Task
Find every line in the entries below that contains the word "dense", and copy each of those lines in full.
== Available records
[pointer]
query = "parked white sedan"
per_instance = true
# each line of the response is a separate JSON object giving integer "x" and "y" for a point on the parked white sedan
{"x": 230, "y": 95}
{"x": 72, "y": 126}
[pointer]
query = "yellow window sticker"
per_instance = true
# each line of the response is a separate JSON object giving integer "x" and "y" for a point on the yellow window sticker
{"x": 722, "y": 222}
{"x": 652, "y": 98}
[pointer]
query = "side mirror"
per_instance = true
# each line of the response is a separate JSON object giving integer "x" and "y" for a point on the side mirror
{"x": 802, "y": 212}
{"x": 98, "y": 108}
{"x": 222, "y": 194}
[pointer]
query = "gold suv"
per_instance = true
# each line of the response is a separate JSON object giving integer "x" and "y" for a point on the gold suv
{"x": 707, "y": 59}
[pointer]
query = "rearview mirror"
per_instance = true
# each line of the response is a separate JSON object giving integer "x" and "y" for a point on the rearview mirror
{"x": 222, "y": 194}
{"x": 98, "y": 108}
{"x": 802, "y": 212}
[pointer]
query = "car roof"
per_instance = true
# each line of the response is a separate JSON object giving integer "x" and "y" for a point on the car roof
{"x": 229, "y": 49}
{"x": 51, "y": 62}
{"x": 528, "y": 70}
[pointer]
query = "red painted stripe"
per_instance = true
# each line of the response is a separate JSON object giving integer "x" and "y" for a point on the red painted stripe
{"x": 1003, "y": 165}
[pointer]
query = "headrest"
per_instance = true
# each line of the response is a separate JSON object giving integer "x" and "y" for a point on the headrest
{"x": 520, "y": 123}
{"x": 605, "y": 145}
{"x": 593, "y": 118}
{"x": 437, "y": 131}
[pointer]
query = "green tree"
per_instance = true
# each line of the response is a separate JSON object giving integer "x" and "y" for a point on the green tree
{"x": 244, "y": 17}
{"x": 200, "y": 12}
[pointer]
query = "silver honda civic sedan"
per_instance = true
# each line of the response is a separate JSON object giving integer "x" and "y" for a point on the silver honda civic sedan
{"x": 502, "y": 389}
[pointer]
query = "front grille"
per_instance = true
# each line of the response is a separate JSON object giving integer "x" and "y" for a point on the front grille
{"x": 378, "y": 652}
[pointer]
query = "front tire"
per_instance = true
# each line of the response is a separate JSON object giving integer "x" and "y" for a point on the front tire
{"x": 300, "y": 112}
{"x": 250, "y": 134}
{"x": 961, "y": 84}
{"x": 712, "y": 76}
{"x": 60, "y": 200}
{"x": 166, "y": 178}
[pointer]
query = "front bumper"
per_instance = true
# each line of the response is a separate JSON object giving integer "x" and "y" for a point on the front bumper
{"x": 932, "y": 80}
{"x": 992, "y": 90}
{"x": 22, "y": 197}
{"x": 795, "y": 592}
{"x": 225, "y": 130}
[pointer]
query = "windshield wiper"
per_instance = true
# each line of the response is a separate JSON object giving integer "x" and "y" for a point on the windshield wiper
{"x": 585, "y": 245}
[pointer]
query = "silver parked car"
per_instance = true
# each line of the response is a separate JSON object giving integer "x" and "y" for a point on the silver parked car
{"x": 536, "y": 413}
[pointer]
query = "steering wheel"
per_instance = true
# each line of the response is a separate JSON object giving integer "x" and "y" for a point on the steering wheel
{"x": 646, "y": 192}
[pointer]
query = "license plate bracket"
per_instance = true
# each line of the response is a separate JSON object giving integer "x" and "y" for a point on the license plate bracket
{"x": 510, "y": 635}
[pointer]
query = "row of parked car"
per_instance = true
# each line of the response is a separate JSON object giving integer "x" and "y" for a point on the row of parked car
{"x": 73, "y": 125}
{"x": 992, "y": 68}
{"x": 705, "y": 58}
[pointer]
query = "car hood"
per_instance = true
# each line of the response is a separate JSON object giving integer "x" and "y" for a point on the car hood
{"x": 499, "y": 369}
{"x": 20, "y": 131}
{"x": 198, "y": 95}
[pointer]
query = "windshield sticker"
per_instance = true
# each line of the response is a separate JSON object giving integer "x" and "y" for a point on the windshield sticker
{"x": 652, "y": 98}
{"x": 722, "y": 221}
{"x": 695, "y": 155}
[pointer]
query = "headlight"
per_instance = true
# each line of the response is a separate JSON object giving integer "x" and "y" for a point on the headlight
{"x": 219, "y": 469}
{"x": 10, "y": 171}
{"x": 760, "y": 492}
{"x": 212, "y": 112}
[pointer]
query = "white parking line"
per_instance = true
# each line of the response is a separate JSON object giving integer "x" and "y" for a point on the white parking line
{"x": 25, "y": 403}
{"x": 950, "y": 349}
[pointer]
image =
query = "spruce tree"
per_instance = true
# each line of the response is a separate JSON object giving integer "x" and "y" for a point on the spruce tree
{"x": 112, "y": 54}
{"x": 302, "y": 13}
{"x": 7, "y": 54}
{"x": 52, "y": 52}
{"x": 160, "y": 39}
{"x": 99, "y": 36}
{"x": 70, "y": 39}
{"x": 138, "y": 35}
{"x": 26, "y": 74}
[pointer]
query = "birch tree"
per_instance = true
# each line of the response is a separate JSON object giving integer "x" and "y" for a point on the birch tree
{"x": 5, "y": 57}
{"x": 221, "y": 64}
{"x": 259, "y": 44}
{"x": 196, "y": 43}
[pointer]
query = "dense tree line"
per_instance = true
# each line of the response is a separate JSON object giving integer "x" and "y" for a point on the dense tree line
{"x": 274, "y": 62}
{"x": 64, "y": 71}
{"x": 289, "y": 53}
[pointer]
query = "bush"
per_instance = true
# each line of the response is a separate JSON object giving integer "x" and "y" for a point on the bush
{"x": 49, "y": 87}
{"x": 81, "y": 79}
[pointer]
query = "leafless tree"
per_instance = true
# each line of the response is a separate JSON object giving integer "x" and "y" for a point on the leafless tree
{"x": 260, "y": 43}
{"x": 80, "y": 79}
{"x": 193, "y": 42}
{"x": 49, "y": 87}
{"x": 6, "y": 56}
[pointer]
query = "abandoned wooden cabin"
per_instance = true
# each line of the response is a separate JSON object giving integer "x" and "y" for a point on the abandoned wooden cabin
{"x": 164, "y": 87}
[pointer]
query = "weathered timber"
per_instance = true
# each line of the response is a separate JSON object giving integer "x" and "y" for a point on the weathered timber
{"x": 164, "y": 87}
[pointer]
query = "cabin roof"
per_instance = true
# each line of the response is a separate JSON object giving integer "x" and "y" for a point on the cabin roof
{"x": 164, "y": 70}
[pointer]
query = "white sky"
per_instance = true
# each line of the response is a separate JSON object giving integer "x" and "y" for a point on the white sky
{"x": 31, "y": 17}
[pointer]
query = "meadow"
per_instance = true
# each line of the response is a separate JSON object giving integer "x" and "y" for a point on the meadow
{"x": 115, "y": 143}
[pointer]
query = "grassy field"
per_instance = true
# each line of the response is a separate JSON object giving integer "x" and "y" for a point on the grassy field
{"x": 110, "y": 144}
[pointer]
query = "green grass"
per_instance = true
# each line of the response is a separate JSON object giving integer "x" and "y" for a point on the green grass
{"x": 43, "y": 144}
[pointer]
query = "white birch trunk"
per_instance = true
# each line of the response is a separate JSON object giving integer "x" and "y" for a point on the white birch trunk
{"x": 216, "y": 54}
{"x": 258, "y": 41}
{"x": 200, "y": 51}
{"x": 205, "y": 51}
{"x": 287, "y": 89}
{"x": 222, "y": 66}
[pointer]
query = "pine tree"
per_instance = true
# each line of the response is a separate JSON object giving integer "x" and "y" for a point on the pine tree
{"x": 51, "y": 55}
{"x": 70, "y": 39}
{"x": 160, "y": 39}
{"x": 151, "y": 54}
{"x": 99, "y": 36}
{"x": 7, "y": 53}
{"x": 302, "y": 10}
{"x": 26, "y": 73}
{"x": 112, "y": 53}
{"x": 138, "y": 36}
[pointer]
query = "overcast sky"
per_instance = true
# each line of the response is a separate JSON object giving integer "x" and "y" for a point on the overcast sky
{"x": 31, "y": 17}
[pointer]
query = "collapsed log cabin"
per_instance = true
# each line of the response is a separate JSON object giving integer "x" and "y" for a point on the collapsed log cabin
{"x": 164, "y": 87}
====
Final result
query = "dense tree line"
# each line of the response is a separate JSON object giving integer "x" and "y" for a point on the dense tree line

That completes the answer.